Source passage »
● ● ● ● ●

1977—Royals, Phillies, Yankees
102-60 Kansas City Royals
101-61 Philadelphia Phillies
100-62 New York Yankees
With the Royals, Phillies, and Yankees all reaching the century mark, the 1977 season was only the second time in history in which three teams won at least 100 games. It helped that the AL had two expansion teams. The Toronto Blue Jays went 54-107 and the Seattle Mariners were 64-98. The AL also had the Oakland A’s, who were even worse than the Mariners by a half-game.
The National League almost had two 100-win teams also. The Phillies finished with 101 wins, while the Dodgers finished 98-64. An 11-10 stretch to close out the season left them two wins short. The bottom-feeders in the NL this year were the 64-98 New York Mets and the 61-101 Atlanta Braves. You need to have some awful teams in order to have some great teams.
As you’d expect, the best player on the 1977 Royals was George Brett, who hit .312/.373/.532. He filled the stat sheet with 32 doubles, 13 triples, and 22 home runs. He also scored 105 runs, drove in 88, and stole 14 bases. It was the fourth-best season of his career.

● ● ● ● ●

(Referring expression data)
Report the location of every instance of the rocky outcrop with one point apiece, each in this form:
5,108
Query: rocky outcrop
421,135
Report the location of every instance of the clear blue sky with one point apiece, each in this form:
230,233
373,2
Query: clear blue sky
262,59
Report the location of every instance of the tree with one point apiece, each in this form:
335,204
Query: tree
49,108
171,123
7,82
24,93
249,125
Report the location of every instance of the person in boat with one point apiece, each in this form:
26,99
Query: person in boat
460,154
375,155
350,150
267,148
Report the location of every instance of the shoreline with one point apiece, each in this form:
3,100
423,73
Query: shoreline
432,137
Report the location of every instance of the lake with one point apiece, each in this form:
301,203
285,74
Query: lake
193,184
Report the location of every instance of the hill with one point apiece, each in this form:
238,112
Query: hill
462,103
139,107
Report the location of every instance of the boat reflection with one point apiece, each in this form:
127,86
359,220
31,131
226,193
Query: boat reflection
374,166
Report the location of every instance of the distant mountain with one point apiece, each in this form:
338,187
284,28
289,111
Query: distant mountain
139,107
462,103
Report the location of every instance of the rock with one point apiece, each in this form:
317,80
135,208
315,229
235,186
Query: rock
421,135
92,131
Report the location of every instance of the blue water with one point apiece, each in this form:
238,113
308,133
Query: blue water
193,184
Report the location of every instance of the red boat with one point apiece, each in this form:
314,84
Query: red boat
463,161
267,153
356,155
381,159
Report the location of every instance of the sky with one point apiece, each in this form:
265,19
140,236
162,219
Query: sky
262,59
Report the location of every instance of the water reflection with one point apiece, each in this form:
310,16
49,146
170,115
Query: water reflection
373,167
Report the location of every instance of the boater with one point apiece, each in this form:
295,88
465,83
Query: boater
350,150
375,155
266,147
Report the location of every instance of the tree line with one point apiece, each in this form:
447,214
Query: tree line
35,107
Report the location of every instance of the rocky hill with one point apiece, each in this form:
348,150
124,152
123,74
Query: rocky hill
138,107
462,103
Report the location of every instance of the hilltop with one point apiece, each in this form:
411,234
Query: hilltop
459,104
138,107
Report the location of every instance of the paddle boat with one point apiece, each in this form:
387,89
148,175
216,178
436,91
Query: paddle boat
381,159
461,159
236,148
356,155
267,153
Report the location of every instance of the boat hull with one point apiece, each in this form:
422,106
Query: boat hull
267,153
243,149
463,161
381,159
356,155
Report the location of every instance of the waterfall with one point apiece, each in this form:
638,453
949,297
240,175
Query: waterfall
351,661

● ● ● ● ●

Your tasks »
a) Answer these about the 1977 season passage:
(i) What record did the Toronto Blue Jays finish with?
(ii) How many triples did George Brett hit?
(iii) What was the Dodgers' final record?
b) Which teams does the 1977 season passage give a win-loss record for, and what is each team's record?

Exercise answers »
a)
(i) 54-107
(ii) 13
(iii) 98-64

b)
- Kansas City Royals: 102-60
- Philadelphia Phillies: 101-61
- New York Yankees: 100-62
- Toronto Blue Jays: 54-107
- Seattle Mariners: 64-98
- Dodgers: 98-64
- New York Mets: 64-98
- Atlanta Braves: 61-101